Return the lines beginning at the one that contains "the blue jacket" and continuing to the end of the entries, including both ends, exactly as written and nothing else.

** Opening TASK DATA block **

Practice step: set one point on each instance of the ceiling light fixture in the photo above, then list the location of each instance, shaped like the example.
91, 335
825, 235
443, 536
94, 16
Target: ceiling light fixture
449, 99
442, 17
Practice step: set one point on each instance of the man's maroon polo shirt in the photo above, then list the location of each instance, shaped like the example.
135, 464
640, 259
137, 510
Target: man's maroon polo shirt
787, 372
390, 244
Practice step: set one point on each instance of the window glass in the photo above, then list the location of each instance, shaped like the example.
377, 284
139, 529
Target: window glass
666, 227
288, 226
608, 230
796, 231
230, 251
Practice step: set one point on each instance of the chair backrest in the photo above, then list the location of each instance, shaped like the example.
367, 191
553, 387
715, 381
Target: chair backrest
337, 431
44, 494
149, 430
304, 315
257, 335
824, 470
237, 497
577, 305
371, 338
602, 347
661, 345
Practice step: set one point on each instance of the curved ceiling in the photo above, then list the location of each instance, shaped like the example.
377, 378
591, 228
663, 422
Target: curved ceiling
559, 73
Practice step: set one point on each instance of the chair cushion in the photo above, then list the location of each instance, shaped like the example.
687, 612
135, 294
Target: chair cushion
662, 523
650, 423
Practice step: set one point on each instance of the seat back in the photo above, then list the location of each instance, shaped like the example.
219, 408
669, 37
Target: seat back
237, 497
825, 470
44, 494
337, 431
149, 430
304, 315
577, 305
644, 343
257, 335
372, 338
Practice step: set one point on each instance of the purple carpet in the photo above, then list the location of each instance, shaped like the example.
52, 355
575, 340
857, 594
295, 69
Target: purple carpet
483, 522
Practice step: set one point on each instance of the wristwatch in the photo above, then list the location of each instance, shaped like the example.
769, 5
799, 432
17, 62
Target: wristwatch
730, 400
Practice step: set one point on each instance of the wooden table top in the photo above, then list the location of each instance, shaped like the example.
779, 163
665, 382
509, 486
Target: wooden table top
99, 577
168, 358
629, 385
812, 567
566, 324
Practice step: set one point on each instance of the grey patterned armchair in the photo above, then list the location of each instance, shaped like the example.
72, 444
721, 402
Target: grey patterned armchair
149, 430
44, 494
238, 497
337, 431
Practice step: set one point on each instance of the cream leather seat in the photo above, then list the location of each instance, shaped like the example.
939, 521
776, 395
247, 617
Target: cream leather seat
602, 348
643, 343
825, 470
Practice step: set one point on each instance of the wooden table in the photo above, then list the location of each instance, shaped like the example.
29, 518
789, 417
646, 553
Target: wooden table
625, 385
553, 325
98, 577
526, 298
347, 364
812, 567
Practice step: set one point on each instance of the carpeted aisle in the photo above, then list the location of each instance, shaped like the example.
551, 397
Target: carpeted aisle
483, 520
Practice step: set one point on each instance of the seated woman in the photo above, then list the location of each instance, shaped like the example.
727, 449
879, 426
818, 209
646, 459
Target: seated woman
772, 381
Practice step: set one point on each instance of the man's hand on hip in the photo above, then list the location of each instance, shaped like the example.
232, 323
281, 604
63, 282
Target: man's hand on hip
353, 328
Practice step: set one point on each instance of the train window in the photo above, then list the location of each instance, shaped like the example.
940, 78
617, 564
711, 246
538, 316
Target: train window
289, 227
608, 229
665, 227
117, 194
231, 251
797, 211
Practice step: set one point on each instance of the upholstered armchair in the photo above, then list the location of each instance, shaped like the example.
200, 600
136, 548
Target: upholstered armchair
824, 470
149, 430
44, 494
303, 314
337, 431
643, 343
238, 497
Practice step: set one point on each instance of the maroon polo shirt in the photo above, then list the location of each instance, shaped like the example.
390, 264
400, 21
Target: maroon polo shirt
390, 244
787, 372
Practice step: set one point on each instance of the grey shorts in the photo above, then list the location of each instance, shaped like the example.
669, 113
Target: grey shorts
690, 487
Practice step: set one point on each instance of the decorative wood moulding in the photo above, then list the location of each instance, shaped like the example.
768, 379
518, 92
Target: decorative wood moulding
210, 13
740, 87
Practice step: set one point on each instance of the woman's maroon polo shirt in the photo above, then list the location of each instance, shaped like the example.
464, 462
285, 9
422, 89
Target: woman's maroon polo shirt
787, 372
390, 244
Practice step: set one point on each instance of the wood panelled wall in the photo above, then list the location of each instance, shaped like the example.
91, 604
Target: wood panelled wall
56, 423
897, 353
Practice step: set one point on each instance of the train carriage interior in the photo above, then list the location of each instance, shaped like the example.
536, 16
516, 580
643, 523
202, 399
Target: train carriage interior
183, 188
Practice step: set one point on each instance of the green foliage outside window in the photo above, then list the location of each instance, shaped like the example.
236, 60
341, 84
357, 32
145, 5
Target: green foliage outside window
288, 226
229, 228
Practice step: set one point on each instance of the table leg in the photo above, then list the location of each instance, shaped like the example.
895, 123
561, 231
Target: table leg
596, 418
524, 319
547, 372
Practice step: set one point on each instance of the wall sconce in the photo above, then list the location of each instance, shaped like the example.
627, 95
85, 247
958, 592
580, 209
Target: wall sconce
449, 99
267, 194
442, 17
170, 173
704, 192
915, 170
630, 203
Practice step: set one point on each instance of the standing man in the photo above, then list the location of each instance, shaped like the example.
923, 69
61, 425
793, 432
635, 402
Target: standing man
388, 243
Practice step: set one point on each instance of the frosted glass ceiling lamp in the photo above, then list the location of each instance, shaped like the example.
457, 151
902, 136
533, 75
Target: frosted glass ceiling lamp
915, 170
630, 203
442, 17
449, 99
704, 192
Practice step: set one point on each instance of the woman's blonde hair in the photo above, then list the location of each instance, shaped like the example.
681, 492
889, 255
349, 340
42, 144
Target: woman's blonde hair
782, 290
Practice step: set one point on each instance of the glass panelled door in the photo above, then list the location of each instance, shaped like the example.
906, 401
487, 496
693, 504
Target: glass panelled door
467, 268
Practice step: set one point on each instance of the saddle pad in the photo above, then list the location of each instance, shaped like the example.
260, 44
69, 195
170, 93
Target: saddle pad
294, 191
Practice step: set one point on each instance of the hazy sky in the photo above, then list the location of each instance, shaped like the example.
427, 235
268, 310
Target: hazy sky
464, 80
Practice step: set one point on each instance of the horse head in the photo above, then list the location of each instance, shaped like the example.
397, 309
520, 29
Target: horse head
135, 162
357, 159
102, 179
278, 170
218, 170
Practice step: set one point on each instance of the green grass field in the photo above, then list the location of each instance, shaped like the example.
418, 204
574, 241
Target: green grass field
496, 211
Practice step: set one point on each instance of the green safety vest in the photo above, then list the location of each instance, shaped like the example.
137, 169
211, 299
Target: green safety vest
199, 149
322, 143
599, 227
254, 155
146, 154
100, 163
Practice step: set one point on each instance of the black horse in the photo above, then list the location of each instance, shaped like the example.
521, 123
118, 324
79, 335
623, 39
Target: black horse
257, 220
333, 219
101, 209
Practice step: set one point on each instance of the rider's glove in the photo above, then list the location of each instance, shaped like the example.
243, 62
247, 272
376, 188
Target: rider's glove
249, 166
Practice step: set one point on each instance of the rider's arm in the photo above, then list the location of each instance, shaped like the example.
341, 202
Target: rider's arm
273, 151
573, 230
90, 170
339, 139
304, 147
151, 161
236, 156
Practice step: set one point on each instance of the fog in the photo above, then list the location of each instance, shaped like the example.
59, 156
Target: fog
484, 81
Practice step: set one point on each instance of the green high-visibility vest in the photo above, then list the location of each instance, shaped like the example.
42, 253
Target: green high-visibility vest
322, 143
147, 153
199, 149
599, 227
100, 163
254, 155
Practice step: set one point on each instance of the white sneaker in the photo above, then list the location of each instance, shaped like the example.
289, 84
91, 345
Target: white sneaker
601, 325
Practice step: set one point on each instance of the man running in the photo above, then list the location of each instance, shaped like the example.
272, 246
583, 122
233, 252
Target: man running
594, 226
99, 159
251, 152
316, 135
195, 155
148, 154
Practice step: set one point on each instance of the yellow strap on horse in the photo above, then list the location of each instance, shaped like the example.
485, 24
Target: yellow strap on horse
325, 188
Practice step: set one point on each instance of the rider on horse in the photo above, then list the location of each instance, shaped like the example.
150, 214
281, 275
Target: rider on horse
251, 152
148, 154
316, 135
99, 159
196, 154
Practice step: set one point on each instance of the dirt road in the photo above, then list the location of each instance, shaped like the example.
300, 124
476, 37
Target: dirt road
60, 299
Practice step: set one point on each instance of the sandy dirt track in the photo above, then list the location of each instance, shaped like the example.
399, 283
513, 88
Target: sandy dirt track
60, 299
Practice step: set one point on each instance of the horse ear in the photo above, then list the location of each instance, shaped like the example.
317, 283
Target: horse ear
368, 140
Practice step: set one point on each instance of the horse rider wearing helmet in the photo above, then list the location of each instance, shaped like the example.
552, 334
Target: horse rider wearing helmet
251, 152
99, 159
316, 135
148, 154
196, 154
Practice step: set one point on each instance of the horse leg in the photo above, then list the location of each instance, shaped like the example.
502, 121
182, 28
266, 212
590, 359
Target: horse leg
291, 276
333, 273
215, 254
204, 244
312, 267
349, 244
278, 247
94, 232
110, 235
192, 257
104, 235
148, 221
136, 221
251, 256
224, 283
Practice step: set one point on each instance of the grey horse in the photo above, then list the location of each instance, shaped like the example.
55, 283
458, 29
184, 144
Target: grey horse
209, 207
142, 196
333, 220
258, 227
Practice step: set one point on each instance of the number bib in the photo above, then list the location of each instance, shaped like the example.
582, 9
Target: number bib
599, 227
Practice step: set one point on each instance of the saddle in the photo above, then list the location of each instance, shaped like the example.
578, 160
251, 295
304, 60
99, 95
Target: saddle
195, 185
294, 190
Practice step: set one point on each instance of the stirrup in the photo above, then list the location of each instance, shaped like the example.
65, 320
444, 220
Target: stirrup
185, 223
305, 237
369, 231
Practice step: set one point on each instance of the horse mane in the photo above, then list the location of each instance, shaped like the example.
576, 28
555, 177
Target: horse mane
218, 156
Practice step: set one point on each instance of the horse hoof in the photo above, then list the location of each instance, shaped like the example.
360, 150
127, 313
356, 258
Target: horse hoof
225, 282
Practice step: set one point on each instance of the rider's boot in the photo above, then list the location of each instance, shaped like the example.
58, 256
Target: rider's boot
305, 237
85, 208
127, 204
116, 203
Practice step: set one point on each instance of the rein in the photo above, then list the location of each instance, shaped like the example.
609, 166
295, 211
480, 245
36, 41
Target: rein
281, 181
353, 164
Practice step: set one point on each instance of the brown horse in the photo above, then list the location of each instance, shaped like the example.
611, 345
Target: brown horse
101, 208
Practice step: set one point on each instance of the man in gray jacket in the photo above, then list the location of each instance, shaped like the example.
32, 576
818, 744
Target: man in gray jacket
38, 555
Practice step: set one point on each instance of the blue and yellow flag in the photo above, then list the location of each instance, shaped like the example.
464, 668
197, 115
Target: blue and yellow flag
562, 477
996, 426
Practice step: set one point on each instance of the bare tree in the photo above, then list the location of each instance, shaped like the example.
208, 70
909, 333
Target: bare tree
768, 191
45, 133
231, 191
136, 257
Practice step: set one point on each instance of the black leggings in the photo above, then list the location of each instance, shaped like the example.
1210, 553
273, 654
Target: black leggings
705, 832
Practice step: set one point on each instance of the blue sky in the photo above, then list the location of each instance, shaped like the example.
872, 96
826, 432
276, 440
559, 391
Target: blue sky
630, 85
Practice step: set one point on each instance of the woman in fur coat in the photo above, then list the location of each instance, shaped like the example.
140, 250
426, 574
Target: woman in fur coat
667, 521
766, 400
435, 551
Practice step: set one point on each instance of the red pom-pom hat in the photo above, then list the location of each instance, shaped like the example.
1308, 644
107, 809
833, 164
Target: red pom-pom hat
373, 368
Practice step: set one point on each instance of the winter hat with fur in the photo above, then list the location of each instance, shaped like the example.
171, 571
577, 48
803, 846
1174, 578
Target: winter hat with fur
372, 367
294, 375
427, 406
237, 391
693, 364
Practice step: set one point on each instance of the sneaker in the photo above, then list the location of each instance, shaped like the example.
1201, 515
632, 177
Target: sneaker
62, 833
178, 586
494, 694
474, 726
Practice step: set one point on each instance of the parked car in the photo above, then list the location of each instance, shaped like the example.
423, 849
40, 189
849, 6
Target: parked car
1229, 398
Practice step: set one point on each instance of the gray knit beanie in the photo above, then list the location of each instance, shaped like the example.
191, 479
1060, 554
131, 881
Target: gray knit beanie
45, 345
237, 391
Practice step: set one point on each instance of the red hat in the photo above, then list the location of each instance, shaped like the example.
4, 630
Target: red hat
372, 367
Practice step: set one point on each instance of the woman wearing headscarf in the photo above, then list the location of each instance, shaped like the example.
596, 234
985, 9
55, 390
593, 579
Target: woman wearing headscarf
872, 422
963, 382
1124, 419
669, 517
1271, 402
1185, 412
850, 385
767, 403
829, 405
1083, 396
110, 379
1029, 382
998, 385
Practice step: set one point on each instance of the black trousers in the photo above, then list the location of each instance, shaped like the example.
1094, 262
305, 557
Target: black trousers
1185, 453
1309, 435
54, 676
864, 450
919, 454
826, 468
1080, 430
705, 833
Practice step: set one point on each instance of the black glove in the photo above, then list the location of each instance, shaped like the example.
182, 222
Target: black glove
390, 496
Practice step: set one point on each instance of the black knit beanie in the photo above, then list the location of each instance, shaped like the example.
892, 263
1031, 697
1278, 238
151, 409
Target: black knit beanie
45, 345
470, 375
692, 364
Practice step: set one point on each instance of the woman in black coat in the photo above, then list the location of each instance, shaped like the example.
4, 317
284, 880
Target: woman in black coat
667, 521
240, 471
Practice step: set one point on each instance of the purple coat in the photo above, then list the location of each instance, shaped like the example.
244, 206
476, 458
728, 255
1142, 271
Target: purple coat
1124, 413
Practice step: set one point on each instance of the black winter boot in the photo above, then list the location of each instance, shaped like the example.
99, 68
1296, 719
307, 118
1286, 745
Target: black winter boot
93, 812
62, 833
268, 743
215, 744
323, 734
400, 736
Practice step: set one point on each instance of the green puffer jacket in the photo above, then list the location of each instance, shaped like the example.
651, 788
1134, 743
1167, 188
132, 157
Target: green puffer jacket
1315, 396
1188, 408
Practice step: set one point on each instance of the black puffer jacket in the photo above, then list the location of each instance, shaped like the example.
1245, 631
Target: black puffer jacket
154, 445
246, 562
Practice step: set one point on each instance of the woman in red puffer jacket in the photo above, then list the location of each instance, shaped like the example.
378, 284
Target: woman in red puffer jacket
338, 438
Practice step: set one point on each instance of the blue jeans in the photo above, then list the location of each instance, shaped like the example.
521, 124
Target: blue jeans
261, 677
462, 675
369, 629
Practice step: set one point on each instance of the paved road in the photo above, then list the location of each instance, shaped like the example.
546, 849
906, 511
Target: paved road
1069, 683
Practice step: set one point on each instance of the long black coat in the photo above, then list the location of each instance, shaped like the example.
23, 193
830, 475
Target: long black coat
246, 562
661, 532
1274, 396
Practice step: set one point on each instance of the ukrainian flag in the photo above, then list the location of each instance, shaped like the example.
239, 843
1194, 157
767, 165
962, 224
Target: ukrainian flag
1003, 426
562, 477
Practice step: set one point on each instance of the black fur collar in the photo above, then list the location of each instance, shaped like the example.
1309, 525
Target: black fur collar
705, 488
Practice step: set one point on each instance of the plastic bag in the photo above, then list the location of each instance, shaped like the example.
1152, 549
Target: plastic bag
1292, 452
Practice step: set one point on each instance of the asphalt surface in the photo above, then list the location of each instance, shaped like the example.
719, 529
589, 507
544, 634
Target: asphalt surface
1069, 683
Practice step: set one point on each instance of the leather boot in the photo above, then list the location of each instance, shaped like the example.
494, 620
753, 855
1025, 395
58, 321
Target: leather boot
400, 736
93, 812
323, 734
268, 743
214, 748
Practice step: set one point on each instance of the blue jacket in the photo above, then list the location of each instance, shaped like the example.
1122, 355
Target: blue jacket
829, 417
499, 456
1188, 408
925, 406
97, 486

** Closing TASK DATA block **

PROBLEM SOLUTION:
Practice step: set one point on each instance of the blue jacket in the photo above, then list the location of each instance, shaped like the example.
1122, 355
Target: blue jacket
829, 417
499, 456
1188, 408
925, 406
97, 486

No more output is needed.